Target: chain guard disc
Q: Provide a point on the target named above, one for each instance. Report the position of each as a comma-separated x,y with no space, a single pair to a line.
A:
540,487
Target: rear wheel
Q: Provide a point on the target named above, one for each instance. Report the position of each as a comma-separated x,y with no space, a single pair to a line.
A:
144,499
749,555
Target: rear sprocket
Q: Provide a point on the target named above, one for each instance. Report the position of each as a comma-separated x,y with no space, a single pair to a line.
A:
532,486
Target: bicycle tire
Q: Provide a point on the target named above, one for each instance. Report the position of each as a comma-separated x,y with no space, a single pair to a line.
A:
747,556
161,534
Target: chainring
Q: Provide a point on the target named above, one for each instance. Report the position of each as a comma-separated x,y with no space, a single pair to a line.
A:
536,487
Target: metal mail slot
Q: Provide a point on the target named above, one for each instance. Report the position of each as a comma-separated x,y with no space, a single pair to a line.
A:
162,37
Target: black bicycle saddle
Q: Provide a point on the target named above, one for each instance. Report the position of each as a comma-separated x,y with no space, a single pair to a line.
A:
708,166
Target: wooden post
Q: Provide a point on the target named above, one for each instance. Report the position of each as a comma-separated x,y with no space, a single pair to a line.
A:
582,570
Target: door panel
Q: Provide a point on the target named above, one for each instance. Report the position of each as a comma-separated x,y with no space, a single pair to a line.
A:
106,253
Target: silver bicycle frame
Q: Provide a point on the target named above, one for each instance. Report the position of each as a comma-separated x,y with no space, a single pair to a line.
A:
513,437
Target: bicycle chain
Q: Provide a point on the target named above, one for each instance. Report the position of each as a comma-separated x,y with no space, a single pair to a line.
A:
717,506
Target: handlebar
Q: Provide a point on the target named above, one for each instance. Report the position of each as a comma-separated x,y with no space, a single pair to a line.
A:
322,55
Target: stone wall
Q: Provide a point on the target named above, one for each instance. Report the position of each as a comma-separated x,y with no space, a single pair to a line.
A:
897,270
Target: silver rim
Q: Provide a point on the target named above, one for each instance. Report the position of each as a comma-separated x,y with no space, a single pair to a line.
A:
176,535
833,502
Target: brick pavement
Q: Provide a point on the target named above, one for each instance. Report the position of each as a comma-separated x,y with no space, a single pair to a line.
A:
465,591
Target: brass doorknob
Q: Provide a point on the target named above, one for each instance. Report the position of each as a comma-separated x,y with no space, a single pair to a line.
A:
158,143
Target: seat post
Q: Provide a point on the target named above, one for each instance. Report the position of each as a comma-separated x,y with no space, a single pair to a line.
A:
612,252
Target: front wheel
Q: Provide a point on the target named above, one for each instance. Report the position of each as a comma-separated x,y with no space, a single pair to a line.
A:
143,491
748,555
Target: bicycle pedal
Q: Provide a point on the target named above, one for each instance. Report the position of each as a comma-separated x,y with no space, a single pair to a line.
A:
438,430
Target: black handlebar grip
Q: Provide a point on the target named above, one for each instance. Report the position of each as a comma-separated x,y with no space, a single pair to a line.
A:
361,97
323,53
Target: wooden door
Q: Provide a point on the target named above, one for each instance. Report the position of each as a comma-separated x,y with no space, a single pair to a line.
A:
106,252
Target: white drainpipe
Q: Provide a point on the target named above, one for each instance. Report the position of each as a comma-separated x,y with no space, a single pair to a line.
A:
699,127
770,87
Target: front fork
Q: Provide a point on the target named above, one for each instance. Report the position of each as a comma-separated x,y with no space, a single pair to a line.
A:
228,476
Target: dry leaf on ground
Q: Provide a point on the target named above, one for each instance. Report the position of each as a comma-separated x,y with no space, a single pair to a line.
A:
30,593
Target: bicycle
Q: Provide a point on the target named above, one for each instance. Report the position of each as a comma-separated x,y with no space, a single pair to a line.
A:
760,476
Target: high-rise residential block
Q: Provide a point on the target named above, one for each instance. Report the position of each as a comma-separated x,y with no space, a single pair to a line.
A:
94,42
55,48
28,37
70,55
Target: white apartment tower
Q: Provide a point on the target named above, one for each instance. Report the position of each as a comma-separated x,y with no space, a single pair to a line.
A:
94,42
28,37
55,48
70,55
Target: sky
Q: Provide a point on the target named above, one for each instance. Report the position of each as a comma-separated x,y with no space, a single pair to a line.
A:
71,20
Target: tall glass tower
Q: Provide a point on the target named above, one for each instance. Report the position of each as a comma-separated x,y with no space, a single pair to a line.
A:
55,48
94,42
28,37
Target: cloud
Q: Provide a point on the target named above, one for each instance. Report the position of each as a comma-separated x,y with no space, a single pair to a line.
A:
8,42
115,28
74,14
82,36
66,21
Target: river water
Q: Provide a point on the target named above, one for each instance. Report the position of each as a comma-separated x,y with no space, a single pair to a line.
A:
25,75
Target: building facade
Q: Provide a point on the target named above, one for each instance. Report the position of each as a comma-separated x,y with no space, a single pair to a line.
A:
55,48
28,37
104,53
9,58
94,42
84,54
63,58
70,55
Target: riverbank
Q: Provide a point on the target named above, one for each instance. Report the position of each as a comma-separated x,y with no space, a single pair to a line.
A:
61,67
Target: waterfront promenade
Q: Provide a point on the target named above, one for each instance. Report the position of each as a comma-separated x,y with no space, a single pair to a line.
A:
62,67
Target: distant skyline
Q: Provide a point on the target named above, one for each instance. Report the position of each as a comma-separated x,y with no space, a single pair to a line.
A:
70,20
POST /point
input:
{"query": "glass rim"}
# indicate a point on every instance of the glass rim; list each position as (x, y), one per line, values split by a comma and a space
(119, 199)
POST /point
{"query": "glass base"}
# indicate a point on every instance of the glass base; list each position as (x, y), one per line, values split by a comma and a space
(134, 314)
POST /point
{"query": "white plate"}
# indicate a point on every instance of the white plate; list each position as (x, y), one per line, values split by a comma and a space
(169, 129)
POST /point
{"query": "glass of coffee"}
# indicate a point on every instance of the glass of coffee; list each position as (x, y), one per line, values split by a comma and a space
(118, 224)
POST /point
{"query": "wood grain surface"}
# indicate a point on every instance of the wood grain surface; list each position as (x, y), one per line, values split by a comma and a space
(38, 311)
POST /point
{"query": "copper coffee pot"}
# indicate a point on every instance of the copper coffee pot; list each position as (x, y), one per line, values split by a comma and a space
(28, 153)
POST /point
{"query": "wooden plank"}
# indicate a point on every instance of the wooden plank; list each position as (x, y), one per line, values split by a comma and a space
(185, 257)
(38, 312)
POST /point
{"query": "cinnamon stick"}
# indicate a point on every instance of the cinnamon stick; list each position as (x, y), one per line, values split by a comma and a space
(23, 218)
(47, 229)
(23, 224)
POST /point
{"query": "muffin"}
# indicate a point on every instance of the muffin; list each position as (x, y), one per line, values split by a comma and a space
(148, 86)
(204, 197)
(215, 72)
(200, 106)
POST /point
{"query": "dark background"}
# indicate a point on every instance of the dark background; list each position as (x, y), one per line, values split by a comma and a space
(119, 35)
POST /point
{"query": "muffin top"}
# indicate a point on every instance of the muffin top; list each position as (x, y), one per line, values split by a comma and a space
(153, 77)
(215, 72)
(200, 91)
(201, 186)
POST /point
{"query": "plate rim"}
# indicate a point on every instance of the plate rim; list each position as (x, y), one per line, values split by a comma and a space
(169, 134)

^^^^^^^^

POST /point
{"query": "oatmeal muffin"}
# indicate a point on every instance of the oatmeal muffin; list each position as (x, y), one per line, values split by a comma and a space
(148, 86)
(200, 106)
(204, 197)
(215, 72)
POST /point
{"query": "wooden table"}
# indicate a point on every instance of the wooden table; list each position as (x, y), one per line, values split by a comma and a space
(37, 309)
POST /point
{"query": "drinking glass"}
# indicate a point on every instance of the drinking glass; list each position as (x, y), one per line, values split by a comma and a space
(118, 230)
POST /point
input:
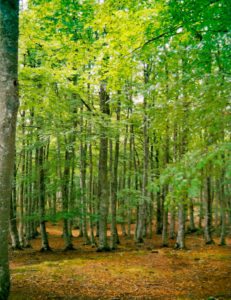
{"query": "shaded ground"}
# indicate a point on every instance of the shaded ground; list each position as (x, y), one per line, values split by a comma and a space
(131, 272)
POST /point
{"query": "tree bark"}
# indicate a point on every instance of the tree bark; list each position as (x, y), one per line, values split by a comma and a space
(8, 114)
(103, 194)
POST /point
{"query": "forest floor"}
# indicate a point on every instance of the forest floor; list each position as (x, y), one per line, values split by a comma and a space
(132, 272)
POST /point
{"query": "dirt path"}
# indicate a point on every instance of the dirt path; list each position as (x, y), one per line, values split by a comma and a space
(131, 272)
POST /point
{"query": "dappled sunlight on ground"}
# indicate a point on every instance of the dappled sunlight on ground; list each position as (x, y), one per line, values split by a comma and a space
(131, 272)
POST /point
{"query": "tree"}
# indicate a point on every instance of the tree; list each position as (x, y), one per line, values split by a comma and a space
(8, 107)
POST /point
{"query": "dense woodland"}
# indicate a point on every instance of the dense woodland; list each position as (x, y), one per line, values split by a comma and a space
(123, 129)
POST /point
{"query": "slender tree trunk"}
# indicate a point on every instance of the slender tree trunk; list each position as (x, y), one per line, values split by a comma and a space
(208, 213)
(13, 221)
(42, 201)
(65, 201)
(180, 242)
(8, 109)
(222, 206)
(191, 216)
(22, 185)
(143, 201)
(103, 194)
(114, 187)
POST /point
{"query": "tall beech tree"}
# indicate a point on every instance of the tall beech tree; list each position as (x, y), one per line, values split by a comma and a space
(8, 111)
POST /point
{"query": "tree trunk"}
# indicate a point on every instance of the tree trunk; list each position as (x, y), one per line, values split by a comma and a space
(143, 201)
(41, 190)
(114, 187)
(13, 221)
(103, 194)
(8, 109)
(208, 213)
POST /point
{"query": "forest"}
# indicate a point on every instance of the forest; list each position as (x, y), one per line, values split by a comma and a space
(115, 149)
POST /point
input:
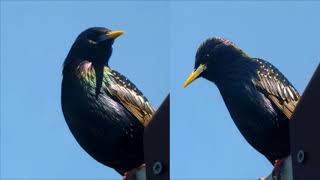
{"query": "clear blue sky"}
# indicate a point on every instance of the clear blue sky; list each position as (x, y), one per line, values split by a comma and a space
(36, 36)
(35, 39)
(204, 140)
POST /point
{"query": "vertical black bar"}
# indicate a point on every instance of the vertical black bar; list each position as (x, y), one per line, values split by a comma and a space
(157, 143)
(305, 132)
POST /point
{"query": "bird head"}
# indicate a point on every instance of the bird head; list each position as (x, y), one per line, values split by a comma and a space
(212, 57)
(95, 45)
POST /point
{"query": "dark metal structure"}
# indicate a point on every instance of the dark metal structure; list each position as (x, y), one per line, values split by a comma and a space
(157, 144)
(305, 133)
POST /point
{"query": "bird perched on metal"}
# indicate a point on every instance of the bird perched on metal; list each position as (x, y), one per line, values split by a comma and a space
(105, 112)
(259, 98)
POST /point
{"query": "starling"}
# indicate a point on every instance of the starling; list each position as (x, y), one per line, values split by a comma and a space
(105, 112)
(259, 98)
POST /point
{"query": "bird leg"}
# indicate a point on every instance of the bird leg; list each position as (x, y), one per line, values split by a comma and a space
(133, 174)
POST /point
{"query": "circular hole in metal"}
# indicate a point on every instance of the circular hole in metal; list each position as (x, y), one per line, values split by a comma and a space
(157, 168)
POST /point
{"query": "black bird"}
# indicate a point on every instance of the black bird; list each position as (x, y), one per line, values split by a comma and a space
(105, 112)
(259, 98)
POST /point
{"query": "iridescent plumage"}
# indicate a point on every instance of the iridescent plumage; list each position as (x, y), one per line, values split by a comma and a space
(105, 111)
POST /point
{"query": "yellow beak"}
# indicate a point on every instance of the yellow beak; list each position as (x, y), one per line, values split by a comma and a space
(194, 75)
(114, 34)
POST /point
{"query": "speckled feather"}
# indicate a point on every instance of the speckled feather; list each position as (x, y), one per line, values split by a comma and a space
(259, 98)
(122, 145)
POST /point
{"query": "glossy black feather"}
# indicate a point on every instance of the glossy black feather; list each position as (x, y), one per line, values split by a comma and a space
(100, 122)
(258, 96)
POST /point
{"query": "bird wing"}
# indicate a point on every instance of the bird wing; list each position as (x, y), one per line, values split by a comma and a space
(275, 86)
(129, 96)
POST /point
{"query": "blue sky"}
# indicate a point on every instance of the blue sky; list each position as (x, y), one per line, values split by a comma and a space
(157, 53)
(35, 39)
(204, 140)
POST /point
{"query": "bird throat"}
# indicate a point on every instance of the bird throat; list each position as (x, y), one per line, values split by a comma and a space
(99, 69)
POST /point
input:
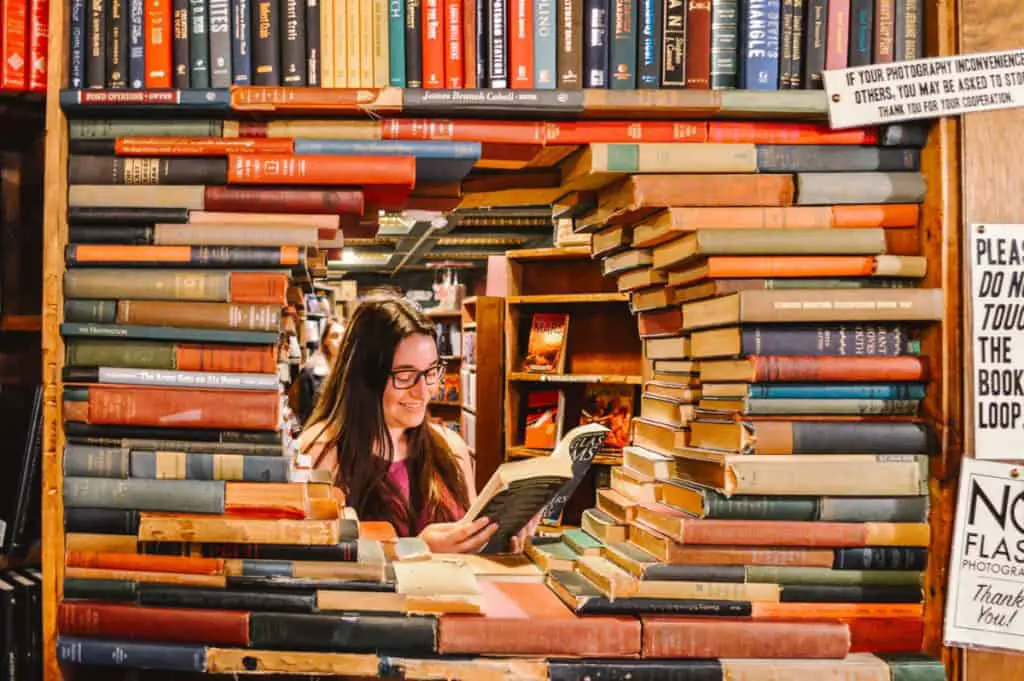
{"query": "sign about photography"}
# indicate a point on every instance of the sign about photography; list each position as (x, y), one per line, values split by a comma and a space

^^^^^^^^

> [Task statement]: Pick out every line of the records that contains the word "glossy" and copy each one.

> [Finished answer]:
{"query": "glossy black feather"}
# indicate a point on every instance of the glossy black feather; list each position as (x, y), one per line, values split by a comma and a space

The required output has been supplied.